PASSAGE PROVIDED below:

After an uneventful overnight sail from West Timor, the crew of Amandla arrived safely in the town of Kalabahi, Alor and joined the other boats in the anchorage for sundowners on MV Atlantis. (Click here for ‘August Part I’ to read about our time in West Timor).
The next day, we were introduced to Itha Peni (+62 823 4055 2732), a wonderful local tourism official who would be our guide throughout our stay in Kalabahi.
Itha took incredibly good care of us sorting out data plans, arranging dinners in town, helping us provision and finding a doctor for a minor treatment.
On 5 August, we went out on the first of two snorkels/dives on Alor’s Pantar Straight and saw the best coral reefs we have since The Tuamotus. With the exception of a few local fishermen, we had the pristine reefs all to ourselves.
We opted to snorkel/dive Alor with Thomas (+62 813 3964 8148), a dive master and owner of Alor-Dive given his extensive knowledge of the area and his ability to navigate the VERY strong currents.
In between our two days with Alor-Dive, Adriano, Fabio, and I accompanied a few other boats on an organized tour of local villages while The Captain remained on board fixing things ☹.
The first visit was to Kabola where we met the Monbang Tribe who notably once wore clothing made out of bark. The greeted us with a welcome dance and then shared several of their crafts with us such as fire making, home building, stone carving, and manufacturing bark clothing.
The second visit was to Kampung where we met members of the Takpala Abui tribe.

End of PASSAGE PROVIDED.
DATA LISTING below:

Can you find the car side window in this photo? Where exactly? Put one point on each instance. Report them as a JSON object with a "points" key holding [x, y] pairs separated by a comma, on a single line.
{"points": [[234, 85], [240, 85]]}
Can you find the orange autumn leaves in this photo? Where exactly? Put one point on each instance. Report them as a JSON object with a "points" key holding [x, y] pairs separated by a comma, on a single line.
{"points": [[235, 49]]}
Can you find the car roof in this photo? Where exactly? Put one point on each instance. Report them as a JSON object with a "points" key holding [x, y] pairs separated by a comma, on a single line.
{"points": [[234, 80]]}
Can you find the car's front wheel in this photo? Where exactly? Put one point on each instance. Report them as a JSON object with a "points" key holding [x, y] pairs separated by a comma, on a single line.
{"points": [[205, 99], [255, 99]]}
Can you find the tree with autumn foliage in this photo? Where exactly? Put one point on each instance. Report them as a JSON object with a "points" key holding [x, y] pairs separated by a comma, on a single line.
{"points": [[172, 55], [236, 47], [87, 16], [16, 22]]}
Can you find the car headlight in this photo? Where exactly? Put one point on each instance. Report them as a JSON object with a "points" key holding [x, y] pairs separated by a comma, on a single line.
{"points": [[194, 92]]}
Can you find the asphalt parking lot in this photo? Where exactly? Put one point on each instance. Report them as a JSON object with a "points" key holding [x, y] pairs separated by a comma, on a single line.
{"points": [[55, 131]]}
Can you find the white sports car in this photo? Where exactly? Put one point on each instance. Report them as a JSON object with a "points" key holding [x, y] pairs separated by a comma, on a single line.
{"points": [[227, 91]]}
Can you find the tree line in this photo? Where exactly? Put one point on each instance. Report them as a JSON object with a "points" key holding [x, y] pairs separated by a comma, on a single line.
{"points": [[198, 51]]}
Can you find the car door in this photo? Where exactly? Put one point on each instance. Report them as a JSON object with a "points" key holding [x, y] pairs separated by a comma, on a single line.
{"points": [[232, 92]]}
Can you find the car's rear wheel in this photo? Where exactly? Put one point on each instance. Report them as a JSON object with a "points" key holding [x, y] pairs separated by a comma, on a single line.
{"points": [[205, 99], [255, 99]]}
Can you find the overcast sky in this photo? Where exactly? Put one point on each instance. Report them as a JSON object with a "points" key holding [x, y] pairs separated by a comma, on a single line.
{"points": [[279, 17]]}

End of DATA LISTING.

EXPLORE THE MATERIAL:
**a.** According to the Alor travel account, who was the dive master and owner of Alor-Dive?
**b.** What does the Alor travel account cover? Sum it up in two sentences.
**c.** Do these statements agree with the Alor travel account? Answer yes or no for each, quoting the deciding words. (i) The Captain joined the organized village tour. (ii) On the reefs, the only other people were a few local fishermen. (iii) The crew met members of the Takpala Abui tribe in Kabola.
Answer using only the Alor travel account above, not the records.

OUTPUTS IN ORDER:
**a.** Thomas was the dive master and owner of Alor-Dive.

**b.** After an overnight sail from West Timor, the crew of Amandla reached Kalabahi, Alor, where local tourism official Itha Peni guided them and helped with data plans, dinners, provisioning, and a doctor. They snorkeled and dove Alor's Pantar Straight with Thomas of Alor-Dive and found the best coral reefs since The Tuamotus, and some of the crew toured villages to meet the Monbang and Takpala Abui tribes.

**c.**
(i) No: "while The Captain remained on board fixing things ☹."
(ii) Yes: "With the exception of a few local fishermen, we had the pristine reefs all to ourselves."
(iii) No: "The second visit was to Kampung where we met members of the Takpala Abui tribe."